-- Start Data --

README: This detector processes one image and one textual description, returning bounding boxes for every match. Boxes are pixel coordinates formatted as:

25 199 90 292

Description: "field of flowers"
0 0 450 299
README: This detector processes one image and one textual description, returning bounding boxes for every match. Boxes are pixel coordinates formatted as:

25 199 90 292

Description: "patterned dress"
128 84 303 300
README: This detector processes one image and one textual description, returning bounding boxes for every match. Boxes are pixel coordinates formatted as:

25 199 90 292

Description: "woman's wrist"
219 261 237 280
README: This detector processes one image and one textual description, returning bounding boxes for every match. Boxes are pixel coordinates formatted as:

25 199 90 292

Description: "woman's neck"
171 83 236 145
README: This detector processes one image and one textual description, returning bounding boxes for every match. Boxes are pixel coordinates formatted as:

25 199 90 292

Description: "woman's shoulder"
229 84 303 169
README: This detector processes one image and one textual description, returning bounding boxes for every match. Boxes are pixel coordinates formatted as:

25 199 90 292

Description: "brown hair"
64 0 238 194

-- End Data --

**Direction**:
Update the data from its start down through the line containing "128 84 303 300" by changing "detector" to "locator", and write out those lines again with nothing else altered.

**Answer below**:
README: This locator processes one image and one textual description, returning bounding boxes for every match. Boxes are pixel coordinates formatted as:

25 199 90 292

Description: "field of flowers"
0 0 450 299
README: This locator processes one image and one textual description, returning bounding boxes for every match. Boxes are pixel coordinates formatted as:

25 199 90 292

Description: "patterned dress"
128 84 303 300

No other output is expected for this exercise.